# start of Supplied information
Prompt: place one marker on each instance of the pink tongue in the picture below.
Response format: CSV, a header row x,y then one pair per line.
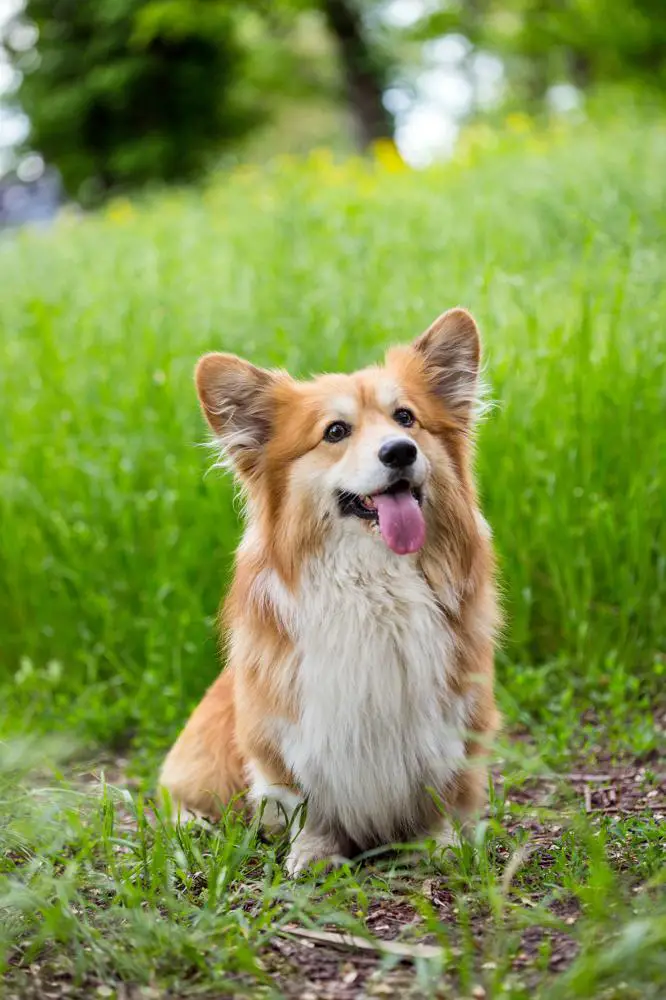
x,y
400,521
# end of Supplied information
# start of Supplied information
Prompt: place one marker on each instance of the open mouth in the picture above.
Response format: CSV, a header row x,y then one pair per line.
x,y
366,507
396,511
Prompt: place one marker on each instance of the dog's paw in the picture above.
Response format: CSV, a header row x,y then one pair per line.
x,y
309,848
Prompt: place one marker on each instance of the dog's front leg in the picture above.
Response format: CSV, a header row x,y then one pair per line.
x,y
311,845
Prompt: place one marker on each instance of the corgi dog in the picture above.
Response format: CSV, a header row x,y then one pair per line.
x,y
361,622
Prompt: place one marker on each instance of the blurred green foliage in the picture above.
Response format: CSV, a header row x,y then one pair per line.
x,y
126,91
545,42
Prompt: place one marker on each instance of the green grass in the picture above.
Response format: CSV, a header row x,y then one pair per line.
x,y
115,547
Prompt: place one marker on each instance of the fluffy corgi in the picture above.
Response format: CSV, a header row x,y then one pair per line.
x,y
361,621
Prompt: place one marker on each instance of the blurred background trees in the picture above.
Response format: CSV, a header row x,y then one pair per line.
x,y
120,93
# end of Supplied information
# start of Supplied information
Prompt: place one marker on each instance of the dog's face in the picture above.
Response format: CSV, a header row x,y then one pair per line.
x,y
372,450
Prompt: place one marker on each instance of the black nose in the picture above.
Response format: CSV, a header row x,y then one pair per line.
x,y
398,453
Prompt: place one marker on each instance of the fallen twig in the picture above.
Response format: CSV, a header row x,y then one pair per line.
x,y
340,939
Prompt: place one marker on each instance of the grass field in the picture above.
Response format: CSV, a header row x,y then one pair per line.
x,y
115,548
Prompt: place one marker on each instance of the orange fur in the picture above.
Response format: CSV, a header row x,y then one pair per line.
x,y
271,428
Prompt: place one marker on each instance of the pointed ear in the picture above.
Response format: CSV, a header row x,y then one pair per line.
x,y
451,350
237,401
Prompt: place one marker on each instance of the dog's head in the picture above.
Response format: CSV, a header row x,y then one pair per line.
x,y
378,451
# end of Supplied information
**Objective:**
Find each line in the entries above that contains the word "corgi", with uppercase and lowercase counted as different, and copy those lines out.

**Task answer:**
Prompt: place one marker on each instance of the corgi dog in the picture above.
Prompt: place one marker on each instance of the fluffy corgi in the picture above.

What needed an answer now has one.